┌──
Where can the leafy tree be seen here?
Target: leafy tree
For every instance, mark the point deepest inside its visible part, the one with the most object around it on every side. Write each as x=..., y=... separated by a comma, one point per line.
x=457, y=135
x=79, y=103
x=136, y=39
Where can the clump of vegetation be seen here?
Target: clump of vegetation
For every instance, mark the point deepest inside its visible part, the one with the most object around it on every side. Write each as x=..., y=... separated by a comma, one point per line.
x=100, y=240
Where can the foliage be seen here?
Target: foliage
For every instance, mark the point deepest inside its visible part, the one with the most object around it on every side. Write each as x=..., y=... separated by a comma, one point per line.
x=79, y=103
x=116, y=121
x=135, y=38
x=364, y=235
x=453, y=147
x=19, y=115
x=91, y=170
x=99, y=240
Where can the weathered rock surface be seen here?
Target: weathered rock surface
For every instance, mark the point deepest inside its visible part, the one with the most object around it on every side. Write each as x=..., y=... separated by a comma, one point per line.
└──
_Required action_.
Return the records given above in their entirety, word for word.

_Answer section_.
Where can the leafy tree be seen here?
Target: leafy tree
For every instance, mark the point deepest inside its visible part, the one with the most object around it on every side. Write each as x=..., y=... separated by a comma, one point per line.
x=457, y=135
x=79, y=103
x=136, y=39
Where can the clump of vegetation be seen here?
Target: clump of vegetation
For every instance, mark the point deepest inside its visible part, the one with the most object around it on every side. Write each as x=..., y=... separated by a comma, one point per line.
x=100, y=240
Where can the foliage be seen here?
Target: foliage
For every instance, mark the point deepest inside its visible part, the one with the most object around it on every side. Write each as x=..., y=... separated by a comma, one point per line.
x=79, y=103
x=116, y=121
x=135, y=38
x=364, y=235
x=453, y=147
x=19, y=115
x=91, y=170
x=99, y=240
Where can the weathered rock surface be seen here?
Target: weathered rock surface
For every instance, mark the point deepest inside its visible part, the one with the most object around it on every side. Write each as x=..., y=... separated by a comma, one point per line.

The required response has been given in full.